--- Given task ---
Quote the full listing word for word.

** start of Supplied entries **

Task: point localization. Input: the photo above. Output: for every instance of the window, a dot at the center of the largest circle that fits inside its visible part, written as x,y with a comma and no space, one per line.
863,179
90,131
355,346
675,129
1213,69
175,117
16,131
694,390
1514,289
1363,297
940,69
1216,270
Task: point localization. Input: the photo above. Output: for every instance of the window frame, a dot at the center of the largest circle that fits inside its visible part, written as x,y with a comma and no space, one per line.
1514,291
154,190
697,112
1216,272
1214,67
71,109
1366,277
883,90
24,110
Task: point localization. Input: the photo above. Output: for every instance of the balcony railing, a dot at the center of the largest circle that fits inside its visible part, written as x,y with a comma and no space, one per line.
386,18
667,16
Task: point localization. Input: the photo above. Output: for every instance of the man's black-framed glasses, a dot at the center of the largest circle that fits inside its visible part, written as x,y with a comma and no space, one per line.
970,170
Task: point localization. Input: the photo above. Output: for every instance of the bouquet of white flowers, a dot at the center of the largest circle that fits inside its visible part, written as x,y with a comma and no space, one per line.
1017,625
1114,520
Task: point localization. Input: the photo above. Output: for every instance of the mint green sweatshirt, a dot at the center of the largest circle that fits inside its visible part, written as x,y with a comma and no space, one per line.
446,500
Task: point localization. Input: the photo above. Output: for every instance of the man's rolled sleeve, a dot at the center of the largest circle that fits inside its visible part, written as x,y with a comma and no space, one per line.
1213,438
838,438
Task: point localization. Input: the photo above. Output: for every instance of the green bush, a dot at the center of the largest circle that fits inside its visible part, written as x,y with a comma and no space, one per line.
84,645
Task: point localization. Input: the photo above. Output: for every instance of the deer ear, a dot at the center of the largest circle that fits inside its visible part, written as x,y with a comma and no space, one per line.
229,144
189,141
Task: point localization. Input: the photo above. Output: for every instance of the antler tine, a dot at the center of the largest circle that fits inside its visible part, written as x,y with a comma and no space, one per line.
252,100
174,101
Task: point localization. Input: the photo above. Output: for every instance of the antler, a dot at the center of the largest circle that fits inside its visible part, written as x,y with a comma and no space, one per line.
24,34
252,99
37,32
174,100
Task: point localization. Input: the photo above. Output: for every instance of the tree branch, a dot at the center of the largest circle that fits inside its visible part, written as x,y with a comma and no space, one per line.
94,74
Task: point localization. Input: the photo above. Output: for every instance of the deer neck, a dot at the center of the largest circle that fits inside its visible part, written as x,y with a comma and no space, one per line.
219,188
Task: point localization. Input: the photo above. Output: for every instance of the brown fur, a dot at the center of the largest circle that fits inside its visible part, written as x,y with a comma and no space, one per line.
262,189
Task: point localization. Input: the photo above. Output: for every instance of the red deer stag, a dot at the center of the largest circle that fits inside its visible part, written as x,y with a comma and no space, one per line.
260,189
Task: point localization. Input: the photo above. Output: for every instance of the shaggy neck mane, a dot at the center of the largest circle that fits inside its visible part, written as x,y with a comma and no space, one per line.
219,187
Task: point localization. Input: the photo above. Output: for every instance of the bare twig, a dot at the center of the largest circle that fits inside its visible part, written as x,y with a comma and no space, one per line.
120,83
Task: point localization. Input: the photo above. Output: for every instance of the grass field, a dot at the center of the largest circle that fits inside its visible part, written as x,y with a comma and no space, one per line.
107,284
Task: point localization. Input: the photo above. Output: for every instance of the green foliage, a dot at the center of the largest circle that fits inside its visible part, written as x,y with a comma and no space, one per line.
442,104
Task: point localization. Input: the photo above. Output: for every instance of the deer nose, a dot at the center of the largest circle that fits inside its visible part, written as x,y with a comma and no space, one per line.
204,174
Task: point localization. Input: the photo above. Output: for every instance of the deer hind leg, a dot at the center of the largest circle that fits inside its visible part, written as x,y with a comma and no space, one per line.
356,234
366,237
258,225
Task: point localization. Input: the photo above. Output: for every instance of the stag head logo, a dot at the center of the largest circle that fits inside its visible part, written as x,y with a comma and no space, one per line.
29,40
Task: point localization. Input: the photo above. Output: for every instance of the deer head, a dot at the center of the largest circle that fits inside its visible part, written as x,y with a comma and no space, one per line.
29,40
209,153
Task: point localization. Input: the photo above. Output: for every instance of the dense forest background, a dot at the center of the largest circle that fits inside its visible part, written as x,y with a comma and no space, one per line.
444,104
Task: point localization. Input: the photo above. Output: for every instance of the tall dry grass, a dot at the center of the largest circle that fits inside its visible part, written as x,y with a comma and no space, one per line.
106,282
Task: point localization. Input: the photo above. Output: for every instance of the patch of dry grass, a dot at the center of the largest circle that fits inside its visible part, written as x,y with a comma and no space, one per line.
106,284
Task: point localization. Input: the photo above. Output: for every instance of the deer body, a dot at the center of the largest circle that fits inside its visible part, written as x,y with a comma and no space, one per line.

** end of Supplied entries **

--- Complete output ---
Task: point localization. Input: the photo above. Output: for every instance of the window, a dot at the center of the largest circle that fits inside its visible part, written as x,y with a comma and no space, one per line.
863,179
90,131
355,346
675,129
1213,69
175,117
16,131
694,390
1514,289
1363,297
940,69
1216,270
Task: point localization. Input: the photo above. Output: for every instance of the window frame, a dot at the center of the largest circle that fits inside its visible part, written as x,y with a comma and no space, one per line.
1514,291
154,190
697,112
1216,272
1214,67
71,109
1366,277
883,90
24,110
Task: point localization. Input: the photo above. Output: for every instance of the balcony railing, a dot at the center of the largest circle that fits inside its visible part, written as x,y with a comma and no space, one per line.
386,18
667,16
Task: point localization. Input: the photo above. Output: for every instance of the man's black-framed glasses, a dot at the center of the largest circle that fits inside its visible part, written as x,y with a comma and no space, one per line.
970,170
Task: point localization. Input: the photo above. Output: for every instance of the bouquet of white flowers, a dot at the center of the largest circle that fits inside its visible part, written as x,y with a comma and no space, one per line.
1017,625
1114,520
Task: point localization. Input: the photo above. Output: for every instance of the mint green sweatshirt, a dot at the center of the largest circle that fits inside its visible part, written as x,y with a comma and no space, one per line.
446,500
Task: point localization. Input: the photo above. Output: for every instance of the man's rolled sleeve, a dot at the center of the largest circle that fits inside its visible part, written as x,y with a comma and no space, one per line.
1213,438
838,438
Task: point localization. Input: the photo above. Output: for every instance of the green bush, a dot at the center of the largest circle that fits inside its visible part, written as x,y with a comma and no space, one per line.
84,645
Task: point localization. Input: the photo above. Output: for every instance of the deer ear, a dot at the center of the largest circle that fits inside its visible part, written as x,y with a comma and no space, one per line.
229,144
189,141
Task: point localization. Input: the photo above. Output: for every instance of the antler tine, a dot at the center of the largest circle that fits inside its visible part, written as x,y with a comma and no space, one per line.
252,100
174,101
Task: point localization. Input: the photo above. Output: for every instance of the antler, a dot at the center of the largest circle that fits inside its visible part, written as x,y with a comma and no space, one per line.
24,34
252,99
37,32
174,100
Task: point localization. Input: the photo above. Output: for every instance of the tree branch, a dot at the center of the largest circle that fits inside its visible part, written as x,y with a comma and no space, one per line.
94,74
Task: point localization. Input: the photo above. Output: for every instance of the deer neck, a dot at the center of the largest circle that fits inside its visible part, written as x,y with a comma and no space, one per line.
219,188
Task: point localization. Input: the photo above. Output: for every instance of the brown fur, a dot at the center of the largest circle that fits inside its visible part, written as x,y with a comma and no space, one per line.
262,189
Task: point localization. Input: the photo above. Output: for every instance of the red deer stag, a dot at the center of the largest circle that fits inside its visible part, written as x,y with a comma and no space, one per line.
260,189
Task: point localization. Input: the photo above. Output: for every instance of the shaggy neck mane, a dot at the center of the largest circle that fits inside its visible part, written as x,y with a comma and no space, one per line.
219,187
Task: point localization. Input: the photo above. Output: for every instance of the bare twig, a dot at the center of the largest circle that fits inside its visible part, written as x,y with a comma and no space, one per line.
120,83
Task: point localization. Input: the photo above. Output: for every instance of the grass field, a dot at the center of the largest circle that fits inside its visible part, written as x,y with a comma and no space, one per line.
107,284
Task: point localization. Input: the photo above. Output: for every instance of the green foliage, a dot at the center of the largest circle that fits inside its visible part, written as x,y with a comma and no space, one per line.
442,104
Task: point localization. Input: the photo above. Output: for every instance of the deer nose, a dot at the center of the largest circle that fits inside its visible part, written as x,y with a comma and no space, one per line.
204,174
Task: point localization. Input: the photo above. Output: for every instance of the deer hind leg, a dot at the center of the largest circle that fits inside its visible part, written as x,y with a comma and no space, one per line.
356,234
366,237
258,225
Task: point localization. Input: the photo above. Output: for every instance of the stag head logo, a dot at the center of the largest circle that fits inside its visible part, written as x,y with a comma and no space, one per line.
29,40
Task: point localization. Input: the photo above. Output: for every instance of the deer head, a dot at the center of the largest circle that fits inside its visible part, written as x,y with a comma and no space, one per line.
29,40
209,153
Task: point localization. Input: the photo above. Output: for every instance of the dense forest background, a dot at the center of the largest circle that fits inside its visible part, written as x,y with a comma and no space, one per line.
444,104
Task: point localization. Input: the photo above. Output: for every instance of the tall dry grass, a dot at the center of the largest circle that fits inside its visible part, written as x,y with a comma and no space, one per line.
106,282
Task: point localization. Input: the photo above. Output: for every instance of the patch of dry grass, a dot at the center of the largest circle that fits inside its visible part, written as x,y with a comma and no space, one per line.
106,284
Task: point localization. Input: the photo above. Output: for every instance of the deer body, a dot at the center of the largest circle that fits inside its visible part, written as x,y with a comma and no space, one per line.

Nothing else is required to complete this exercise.